─── Data ───

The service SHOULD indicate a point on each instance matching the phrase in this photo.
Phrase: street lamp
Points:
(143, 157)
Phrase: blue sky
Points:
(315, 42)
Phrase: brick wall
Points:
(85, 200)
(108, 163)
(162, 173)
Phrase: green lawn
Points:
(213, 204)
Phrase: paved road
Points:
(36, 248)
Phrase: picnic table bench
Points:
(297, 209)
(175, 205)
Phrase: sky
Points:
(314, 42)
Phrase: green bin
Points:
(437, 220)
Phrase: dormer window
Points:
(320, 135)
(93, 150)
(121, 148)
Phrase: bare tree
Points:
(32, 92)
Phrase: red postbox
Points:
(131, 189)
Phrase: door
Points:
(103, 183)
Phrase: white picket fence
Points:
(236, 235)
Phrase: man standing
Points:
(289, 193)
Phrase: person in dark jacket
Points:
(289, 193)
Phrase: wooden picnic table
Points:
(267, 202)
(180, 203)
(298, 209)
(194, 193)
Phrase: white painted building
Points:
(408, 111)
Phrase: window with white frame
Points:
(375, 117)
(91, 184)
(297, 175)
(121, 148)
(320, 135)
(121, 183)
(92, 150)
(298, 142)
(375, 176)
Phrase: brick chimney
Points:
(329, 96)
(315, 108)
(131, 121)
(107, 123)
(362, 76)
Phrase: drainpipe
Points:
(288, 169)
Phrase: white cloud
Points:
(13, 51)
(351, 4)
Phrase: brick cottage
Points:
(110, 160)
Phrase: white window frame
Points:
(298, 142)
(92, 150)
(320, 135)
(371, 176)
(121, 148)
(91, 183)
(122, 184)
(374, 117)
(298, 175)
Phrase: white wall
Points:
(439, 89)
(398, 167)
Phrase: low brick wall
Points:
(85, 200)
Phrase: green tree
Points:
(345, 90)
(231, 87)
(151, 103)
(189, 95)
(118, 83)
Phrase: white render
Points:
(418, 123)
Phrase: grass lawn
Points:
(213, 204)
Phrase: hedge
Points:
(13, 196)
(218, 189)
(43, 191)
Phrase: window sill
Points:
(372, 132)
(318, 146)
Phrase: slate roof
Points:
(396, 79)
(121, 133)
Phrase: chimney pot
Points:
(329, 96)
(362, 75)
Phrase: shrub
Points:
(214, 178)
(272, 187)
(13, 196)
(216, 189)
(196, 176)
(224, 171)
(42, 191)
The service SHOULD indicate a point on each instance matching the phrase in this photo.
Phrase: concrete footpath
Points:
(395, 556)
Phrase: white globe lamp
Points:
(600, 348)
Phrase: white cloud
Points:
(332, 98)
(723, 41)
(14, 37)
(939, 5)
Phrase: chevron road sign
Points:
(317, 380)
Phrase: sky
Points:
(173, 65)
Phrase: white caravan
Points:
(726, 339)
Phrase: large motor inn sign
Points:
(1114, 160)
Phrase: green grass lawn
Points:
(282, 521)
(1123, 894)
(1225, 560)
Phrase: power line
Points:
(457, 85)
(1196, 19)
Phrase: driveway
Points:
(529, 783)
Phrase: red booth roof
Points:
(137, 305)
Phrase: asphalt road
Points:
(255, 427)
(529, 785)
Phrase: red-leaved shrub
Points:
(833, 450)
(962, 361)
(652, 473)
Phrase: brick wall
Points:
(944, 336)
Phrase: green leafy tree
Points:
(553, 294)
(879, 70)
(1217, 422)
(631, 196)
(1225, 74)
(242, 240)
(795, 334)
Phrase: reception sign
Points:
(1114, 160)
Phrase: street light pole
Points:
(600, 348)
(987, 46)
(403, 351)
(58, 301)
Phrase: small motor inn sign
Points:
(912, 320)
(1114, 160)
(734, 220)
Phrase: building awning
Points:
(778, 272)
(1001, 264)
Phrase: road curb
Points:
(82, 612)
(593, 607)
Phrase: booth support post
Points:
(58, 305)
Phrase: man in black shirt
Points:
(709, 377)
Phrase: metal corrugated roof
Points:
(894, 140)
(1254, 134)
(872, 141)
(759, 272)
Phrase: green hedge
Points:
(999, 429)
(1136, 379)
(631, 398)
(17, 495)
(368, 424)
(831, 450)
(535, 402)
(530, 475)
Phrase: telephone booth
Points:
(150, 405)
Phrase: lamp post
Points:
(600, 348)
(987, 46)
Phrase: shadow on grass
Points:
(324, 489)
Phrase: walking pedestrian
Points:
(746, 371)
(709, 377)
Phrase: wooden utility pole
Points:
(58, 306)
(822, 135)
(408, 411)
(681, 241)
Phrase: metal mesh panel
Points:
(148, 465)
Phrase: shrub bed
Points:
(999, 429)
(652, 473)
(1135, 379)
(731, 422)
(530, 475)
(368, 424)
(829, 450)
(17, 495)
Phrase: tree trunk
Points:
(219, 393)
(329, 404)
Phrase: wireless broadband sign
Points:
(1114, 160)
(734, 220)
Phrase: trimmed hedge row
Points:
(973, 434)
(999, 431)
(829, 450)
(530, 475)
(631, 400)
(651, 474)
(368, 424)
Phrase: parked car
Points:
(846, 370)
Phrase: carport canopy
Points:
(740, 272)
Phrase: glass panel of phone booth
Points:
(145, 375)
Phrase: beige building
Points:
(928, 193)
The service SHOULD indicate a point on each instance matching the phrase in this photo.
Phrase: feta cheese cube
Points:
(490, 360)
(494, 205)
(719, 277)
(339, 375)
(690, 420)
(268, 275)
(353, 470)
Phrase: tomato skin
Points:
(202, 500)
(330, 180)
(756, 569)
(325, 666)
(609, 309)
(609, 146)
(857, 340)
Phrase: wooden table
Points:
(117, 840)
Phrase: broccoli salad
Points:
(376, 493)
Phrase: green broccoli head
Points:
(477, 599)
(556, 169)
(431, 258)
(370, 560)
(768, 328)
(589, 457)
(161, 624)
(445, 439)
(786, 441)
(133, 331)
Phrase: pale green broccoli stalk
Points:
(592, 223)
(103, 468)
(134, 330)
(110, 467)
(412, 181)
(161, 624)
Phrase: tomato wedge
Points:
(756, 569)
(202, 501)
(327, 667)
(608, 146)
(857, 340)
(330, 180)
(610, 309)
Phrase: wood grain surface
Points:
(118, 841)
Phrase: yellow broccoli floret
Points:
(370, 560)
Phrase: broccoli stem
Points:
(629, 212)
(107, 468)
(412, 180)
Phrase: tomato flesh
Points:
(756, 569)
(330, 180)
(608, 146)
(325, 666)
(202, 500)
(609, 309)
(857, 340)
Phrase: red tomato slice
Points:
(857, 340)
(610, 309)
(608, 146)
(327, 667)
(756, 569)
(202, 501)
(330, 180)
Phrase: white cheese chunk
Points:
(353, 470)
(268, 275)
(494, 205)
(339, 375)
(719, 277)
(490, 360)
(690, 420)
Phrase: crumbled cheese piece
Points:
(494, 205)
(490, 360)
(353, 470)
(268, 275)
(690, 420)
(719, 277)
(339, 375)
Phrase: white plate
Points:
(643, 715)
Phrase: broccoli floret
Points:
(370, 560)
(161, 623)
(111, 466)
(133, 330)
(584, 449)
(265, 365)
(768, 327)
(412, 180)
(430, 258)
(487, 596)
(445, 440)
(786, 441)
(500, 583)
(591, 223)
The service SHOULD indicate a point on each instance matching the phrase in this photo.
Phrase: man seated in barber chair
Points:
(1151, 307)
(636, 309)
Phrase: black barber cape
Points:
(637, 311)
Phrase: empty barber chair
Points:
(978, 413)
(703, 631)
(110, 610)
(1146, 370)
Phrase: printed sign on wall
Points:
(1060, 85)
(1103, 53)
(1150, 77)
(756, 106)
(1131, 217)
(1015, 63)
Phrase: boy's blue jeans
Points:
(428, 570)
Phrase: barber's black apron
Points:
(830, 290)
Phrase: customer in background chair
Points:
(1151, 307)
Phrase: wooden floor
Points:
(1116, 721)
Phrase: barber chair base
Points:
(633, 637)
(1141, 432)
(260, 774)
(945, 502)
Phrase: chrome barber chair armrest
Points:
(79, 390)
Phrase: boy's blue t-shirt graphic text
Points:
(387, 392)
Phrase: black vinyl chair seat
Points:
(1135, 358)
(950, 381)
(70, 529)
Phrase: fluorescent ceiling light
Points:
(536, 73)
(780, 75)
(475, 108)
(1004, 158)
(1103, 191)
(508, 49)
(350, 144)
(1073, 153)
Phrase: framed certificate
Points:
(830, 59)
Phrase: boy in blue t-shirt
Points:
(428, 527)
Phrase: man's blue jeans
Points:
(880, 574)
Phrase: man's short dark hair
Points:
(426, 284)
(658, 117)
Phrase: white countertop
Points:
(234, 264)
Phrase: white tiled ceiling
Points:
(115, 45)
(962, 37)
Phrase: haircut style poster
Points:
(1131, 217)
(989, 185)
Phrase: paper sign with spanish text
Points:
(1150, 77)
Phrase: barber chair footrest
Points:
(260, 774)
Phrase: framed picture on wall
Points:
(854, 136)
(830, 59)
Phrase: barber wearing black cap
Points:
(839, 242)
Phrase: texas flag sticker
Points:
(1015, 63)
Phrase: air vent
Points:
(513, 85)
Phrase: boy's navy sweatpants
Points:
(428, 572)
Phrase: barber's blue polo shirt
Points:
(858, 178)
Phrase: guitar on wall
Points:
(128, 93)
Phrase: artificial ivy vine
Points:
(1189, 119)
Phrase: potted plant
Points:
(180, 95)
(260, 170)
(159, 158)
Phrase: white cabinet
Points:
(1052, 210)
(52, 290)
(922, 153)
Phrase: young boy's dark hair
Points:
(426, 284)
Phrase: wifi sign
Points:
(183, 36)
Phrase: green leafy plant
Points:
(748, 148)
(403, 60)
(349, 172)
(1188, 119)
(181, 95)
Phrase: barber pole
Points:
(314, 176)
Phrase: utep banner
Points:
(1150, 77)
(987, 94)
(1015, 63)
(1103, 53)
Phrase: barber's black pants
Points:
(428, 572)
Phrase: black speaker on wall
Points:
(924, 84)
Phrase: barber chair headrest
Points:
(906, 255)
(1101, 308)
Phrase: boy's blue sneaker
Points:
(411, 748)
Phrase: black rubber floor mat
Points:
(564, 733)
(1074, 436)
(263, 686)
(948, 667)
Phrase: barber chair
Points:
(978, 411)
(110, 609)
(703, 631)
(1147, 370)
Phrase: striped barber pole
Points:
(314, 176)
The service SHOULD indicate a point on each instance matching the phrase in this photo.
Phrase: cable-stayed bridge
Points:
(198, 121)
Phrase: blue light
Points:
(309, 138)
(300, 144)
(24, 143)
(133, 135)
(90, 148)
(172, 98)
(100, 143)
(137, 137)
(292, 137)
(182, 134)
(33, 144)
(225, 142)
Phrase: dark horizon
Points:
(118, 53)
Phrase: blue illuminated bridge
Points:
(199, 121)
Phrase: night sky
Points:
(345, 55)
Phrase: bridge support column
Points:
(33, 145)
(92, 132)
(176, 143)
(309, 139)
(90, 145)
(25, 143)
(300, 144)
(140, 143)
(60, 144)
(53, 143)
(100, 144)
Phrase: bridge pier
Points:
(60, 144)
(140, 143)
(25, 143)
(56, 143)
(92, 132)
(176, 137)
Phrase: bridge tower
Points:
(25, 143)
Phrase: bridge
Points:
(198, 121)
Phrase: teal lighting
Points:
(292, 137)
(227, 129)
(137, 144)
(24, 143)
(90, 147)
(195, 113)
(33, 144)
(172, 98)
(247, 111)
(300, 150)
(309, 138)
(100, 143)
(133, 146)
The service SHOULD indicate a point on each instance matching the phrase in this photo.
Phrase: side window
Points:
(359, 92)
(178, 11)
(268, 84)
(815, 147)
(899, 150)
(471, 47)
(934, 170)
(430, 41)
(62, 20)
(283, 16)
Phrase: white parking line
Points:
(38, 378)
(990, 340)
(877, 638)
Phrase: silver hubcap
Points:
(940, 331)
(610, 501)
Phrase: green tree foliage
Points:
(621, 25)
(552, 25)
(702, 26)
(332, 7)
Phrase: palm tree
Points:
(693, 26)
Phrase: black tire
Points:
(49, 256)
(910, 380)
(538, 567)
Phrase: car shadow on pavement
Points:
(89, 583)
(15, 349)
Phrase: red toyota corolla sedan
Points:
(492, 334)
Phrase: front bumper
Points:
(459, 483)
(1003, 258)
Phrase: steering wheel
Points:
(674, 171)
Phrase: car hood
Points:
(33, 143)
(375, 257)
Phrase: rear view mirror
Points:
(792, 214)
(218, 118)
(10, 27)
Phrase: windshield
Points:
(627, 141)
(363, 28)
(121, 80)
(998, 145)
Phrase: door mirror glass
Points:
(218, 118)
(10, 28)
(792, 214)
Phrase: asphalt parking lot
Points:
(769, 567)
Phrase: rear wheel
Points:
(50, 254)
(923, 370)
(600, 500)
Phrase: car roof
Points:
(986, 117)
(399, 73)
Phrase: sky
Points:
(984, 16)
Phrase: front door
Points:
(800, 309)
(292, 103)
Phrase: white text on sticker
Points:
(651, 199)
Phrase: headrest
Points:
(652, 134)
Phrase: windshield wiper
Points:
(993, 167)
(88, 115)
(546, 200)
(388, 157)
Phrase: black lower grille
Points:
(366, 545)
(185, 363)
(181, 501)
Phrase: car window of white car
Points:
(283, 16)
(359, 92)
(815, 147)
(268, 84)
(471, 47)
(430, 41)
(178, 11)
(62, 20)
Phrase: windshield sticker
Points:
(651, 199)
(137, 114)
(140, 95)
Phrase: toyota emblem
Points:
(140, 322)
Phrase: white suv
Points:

───

◆ Problem to work on ◆
Copy out every line in the entries above that holds "motor".

◆ Answer below ◆
Phrase: large motor inn sign
Phrase: small motor inn sign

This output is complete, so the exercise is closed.